**WHAT YOU ARE ASKED TO DO:** Where a line below holds the string "backpack", that line goes into the answer.

**RECORDED INFORMATION:**
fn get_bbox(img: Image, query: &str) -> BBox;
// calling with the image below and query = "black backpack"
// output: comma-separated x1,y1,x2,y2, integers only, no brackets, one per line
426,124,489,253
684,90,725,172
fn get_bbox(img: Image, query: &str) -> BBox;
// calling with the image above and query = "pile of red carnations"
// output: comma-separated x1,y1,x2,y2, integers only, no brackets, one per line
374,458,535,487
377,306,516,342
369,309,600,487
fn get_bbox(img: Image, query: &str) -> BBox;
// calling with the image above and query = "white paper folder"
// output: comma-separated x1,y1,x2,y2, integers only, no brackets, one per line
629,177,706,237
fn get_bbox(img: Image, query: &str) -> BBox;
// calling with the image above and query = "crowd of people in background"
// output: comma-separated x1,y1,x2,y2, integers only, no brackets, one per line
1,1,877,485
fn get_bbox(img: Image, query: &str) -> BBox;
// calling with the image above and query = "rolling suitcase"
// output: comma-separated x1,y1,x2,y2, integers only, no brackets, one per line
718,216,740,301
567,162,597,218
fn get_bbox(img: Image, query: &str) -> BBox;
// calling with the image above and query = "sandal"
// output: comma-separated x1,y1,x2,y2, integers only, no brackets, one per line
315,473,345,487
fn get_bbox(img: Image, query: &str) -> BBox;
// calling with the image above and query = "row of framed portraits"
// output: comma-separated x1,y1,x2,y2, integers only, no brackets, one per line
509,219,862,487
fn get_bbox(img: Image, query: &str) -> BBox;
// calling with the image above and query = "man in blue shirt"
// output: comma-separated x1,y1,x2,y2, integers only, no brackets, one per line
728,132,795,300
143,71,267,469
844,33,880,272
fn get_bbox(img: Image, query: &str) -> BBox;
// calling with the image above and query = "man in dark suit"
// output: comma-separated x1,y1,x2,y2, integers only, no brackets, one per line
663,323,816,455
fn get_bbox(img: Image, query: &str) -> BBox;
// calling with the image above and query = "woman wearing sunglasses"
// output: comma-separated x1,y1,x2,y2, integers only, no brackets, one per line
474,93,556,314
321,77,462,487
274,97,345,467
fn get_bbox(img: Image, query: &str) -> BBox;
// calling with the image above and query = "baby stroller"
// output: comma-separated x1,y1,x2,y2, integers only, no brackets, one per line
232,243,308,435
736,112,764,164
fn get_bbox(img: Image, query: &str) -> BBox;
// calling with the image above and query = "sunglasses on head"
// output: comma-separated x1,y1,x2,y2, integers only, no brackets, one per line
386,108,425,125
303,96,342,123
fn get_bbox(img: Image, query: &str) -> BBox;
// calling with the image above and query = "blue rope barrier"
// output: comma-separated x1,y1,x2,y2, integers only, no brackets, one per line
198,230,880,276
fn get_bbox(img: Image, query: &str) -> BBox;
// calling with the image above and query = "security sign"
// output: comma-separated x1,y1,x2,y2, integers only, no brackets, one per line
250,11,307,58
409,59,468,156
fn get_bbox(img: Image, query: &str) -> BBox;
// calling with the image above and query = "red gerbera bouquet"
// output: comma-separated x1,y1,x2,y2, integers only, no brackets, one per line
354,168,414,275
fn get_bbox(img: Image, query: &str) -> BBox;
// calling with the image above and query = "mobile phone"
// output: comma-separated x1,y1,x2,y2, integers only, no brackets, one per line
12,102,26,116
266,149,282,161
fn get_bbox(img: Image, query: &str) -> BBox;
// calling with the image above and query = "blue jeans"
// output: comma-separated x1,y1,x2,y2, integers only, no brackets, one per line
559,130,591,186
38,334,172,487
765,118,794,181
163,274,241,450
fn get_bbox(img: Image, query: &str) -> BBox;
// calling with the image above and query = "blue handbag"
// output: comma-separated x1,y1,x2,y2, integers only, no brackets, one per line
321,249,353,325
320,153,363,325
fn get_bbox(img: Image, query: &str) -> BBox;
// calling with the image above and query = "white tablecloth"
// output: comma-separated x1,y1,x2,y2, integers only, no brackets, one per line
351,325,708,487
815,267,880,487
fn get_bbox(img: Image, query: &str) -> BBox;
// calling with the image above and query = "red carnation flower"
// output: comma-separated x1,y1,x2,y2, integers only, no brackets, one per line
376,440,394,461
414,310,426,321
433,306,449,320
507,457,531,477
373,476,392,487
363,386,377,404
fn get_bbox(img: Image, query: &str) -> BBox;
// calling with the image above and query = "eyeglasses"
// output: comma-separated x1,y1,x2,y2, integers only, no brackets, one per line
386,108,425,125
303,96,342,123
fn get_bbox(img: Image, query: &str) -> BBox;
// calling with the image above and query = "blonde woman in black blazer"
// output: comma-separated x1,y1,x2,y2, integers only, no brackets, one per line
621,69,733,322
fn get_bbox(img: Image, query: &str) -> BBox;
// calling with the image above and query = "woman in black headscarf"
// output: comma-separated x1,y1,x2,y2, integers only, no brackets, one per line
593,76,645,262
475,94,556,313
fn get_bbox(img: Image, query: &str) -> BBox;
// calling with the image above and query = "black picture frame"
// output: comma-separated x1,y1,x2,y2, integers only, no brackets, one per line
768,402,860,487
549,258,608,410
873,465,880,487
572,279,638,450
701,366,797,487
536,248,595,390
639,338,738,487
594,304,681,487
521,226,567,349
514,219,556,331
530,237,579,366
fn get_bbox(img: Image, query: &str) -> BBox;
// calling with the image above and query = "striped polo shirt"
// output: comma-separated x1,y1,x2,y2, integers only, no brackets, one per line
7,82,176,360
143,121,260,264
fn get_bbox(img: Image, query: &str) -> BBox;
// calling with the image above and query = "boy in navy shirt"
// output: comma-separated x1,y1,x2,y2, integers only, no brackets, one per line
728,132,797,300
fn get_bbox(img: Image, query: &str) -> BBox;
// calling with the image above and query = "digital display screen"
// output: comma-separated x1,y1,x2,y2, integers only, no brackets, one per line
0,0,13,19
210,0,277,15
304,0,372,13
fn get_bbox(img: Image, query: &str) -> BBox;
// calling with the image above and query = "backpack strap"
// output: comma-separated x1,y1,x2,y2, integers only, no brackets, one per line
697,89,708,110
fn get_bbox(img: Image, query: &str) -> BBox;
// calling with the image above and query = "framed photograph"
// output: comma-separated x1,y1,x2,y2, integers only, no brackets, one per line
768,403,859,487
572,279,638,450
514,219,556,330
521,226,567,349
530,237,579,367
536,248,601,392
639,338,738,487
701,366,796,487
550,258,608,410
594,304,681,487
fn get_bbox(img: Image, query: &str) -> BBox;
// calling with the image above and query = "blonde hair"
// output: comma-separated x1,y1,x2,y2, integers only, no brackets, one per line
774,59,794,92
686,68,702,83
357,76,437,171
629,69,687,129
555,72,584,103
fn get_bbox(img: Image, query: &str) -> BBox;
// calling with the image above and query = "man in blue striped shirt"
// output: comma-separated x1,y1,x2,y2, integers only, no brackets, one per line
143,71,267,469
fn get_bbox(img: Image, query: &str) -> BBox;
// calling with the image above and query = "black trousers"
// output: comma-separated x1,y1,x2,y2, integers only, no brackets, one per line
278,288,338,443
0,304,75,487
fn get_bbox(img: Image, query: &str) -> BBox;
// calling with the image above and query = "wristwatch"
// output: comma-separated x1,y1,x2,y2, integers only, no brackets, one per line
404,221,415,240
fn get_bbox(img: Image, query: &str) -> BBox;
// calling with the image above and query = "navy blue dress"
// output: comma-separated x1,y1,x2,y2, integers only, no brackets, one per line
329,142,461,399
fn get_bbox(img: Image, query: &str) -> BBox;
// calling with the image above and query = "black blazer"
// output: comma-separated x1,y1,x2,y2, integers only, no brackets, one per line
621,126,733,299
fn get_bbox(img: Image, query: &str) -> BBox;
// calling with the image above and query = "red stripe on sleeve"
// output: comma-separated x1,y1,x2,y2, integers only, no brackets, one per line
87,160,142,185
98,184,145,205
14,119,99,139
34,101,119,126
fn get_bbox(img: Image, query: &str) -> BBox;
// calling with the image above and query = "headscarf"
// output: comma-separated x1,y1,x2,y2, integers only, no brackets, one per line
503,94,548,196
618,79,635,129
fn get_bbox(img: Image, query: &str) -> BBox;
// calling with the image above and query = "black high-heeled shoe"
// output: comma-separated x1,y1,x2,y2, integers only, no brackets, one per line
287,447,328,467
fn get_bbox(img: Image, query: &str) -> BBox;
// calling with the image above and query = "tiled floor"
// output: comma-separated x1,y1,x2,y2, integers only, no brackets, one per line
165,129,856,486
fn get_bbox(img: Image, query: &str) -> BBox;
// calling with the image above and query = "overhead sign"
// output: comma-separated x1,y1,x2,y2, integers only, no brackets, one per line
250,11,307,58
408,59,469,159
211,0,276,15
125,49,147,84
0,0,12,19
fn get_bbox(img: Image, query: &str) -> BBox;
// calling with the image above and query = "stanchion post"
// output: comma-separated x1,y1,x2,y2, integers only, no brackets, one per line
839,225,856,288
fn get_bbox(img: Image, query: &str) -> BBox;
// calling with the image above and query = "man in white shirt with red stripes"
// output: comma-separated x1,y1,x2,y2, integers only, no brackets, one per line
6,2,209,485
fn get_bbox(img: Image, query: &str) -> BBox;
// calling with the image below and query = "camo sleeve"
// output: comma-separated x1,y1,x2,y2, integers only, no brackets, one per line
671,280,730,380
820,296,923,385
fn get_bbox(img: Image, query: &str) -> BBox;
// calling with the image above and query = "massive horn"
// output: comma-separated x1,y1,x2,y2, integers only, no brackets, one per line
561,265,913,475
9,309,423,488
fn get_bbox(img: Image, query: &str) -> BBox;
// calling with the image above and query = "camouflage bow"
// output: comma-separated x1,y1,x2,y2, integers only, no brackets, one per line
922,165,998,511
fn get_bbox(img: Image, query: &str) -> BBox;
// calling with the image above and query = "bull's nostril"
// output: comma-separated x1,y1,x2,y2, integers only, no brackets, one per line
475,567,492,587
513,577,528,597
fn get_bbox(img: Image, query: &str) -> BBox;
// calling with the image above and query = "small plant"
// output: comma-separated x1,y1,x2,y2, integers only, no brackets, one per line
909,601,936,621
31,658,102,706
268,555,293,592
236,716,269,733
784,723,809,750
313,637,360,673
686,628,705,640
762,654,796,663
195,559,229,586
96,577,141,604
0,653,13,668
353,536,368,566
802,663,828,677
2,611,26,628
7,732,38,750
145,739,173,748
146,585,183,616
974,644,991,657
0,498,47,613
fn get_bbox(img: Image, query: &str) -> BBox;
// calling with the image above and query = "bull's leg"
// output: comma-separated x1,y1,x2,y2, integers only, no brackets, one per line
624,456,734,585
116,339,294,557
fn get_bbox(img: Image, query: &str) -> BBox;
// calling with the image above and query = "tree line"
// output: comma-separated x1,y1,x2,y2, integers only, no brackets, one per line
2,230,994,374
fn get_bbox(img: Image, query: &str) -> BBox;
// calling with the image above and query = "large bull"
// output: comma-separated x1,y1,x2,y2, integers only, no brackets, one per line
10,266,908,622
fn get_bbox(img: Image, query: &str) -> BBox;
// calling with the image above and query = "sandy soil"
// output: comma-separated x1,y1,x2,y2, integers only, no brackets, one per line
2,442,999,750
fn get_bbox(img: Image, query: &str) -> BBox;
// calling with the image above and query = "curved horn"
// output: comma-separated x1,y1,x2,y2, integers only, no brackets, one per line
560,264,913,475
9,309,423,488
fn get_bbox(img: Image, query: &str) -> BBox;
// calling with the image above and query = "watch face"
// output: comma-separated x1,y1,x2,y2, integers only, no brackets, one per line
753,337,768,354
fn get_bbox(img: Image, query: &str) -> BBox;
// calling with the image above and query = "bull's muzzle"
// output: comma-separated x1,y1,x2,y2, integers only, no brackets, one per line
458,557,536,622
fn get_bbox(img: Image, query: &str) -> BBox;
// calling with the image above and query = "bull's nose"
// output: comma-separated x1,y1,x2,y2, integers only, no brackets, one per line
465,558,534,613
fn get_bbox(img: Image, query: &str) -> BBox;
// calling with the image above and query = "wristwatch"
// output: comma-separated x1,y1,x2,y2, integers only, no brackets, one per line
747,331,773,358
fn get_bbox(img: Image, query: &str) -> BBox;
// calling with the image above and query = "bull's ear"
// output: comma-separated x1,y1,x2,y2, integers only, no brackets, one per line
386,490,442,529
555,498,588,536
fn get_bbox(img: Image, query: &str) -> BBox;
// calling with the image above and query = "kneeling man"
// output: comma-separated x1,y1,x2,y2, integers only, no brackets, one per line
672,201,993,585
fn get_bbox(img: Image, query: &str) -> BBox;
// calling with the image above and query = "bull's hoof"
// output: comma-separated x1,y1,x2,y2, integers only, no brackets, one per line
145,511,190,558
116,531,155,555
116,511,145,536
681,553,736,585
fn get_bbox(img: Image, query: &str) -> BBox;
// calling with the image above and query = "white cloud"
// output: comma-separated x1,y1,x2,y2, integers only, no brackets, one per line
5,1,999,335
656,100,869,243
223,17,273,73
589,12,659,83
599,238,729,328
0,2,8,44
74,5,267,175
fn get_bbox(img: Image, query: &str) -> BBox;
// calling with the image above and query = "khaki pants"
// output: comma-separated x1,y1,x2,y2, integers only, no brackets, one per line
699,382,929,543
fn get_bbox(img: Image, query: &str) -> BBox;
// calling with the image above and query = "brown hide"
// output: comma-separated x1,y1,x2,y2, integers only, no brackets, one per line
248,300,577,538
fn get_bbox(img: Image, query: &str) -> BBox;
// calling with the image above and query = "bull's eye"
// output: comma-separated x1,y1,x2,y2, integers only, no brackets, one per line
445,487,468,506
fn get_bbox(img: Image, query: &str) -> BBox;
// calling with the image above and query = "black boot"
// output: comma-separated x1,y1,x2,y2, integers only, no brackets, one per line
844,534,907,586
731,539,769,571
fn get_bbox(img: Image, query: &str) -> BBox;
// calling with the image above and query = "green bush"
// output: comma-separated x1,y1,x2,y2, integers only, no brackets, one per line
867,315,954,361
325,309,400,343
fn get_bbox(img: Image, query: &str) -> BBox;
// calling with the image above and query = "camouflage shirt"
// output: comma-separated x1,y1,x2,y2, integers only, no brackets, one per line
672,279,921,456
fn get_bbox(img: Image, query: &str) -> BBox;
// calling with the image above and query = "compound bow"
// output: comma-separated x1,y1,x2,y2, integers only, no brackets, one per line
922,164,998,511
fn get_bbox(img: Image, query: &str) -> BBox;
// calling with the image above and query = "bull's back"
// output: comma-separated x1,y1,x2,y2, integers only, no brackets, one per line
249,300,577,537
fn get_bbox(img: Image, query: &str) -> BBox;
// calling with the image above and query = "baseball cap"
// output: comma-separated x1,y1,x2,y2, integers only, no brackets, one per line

**TASK RESPONSE:**
// calling with the image below and query = "black backpack"
// calling with the image above and query = "backpack strap"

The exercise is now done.